+++ SUPPLIED DATA
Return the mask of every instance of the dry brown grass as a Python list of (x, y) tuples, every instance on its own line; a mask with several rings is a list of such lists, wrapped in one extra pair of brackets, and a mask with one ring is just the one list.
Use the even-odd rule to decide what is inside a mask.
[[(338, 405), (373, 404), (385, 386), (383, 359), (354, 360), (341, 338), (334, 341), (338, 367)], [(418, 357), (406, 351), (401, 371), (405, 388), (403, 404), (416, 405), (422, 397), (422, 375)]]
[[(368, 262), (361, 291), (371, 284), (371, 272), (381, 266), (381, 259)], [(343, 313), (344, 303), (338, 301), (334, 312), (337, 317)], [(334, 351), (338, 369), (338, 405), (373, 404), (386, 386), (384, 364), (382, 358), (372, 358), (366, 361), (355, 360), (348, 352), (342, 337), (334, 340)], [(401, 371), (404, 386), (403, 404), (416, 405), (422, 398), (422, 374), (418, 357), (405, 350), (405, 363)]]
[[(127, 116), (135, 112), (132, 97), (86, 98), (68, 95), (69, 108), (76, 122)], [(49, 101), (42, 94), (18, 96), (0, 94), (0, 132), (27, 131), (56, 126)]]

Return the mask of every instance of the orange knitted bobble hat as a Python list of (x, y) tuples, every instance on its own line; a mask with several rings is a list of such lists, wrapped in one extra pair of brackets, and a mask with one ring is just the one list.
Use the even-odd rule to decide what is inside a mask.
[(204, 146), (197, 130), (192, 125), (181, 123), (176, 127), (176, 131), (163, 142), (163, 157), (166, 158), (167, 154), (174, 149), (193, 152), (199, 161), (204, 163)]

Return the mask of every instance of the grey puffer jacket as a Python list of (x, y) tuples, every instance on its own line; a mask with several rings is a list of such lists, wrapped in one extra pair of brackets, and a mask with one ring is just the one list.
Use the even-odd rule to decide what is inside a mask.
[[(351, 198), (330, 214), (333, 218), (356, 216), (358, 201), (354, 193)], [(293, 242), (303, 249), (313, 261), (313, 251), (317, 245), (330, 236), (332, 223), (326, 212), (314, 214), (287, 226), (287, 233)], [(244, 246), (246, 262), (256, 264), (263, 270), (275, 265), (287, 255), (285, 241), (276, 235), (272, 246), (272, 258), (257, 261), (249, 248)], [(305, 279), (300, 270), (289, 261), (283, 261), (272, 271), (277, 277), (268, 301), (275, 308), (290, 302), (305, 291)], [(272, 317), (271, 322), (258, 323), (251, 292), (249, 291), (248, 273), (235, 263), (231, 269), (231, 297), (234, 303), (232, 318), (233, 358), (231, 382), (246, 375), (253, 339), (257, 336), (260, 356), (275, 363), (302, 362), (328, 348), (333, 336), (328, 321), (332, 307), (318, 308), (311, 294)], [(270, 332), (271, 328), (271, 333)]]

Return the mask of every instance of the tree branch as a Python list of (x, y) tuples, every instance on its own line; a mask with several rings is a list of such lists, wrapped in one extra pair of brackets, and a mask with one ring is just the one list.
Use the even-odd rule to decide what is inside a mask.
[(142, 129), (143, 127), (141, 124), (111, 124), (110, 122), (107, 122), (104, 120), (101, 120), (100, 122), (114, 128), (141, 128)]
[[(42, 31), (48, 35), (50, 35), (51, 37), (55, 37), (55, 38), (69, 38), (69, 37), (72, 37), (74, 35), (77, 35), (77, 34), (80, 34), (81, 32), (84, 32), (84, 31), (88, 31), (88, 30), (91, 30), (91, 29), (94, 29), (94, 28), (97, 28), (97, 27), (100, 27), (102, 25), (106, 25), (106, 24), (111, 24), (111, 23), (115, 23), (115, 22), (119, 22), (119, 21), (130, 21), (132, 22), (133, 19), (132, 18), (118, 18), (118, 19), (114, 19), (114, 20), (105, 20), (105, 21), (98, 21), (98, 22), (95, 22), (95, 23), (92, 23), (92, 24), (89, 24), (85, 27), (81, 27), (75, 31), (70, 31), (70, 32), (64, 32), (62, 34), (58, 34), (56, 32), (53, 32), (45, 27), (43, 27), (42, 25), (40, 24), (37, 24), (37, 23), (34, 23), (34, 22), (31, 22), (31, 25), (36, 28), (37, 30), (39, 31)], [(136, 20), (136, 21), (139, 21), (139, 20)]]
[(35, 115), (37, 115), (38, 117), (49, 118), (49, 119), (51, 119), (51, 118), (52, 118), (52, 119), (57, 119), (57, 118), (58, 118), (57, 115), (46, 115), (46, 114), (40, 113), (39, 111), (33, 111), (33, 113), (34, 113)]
++++++
- _TASK DESCRIPTION_
Begin at the first line of the records above and restate each line word for word, stopping after the line with "Return the mask of every instance of the grey".

- _SOLUTION_
Return the mask of every instance of the dry brown grass as a Python list of (x, y) tuples, every instance on its own line; a mask with several rings is a list of such lists, wrapped in one extra pair of brackets, and a mask with one ring is just the one list.
Use the even-odd rule to decide what is inside a mask.
[[(338, 405), (373, 404), (385, 386), (383, 359), (354, 360), (341, 338), (334, 341), (338, 367)], [(418, 357), (406, 351), (401, 371), (405, 388), (403, 404), (416, 405), (422, 397), (422, 375)]]
[[(368, 262), (361, 291), (371, 284), (371, 272), (381, 266), (381, 259)], [(343, 313), (344, 303), (338, 301), (334, 312), (337, 317)], [(334, 351), (338, 369), (338, 405), (373, 404), (386, 386), (384, 364), (382, 358), (372, 358), (366, 361), (355, 360), (348, 352), (342, 337), (334, 340)], [(401, 371), (404, 386), (403, 404), (416, 405), (422, 398), (422, 374), (418, 357), (405, 350), (405, 363)]]
[[(127, 116), (135, 112), (132, 97), (86, 98), (68, 95), (69, 108), (76, 122)], [(49, 101), (42, 94), (18, 96), (0, 94), (0, 132), (27, 131), (56, 126)]]

Return the mask of every instance of the orange knitted bobble hat as a Python list of (x, y) tuples, every instance on its own line; a mask with several rings is a list of such lists, wrapped in one extra pair of brackets, and a mask with one ring is just the one list.
Use the even-odd rule to decide what is inside a mask.
[(204, 146), (197, 130), (192, 125), (181, 123), (176, 127), (176, 131), (163, 142), (163, 157), (166, 158), (167, 154), (174, 149), (193, 152), (199, 161), (204, 163)]

Return the mask of every instance of the grey puffer jacket as a Python list of (x, y) tuples, every instance on its own line; a mask with several rings is a list of such lists, wrapped in one extra pair of brackets, and a mask with one ring is just the one list.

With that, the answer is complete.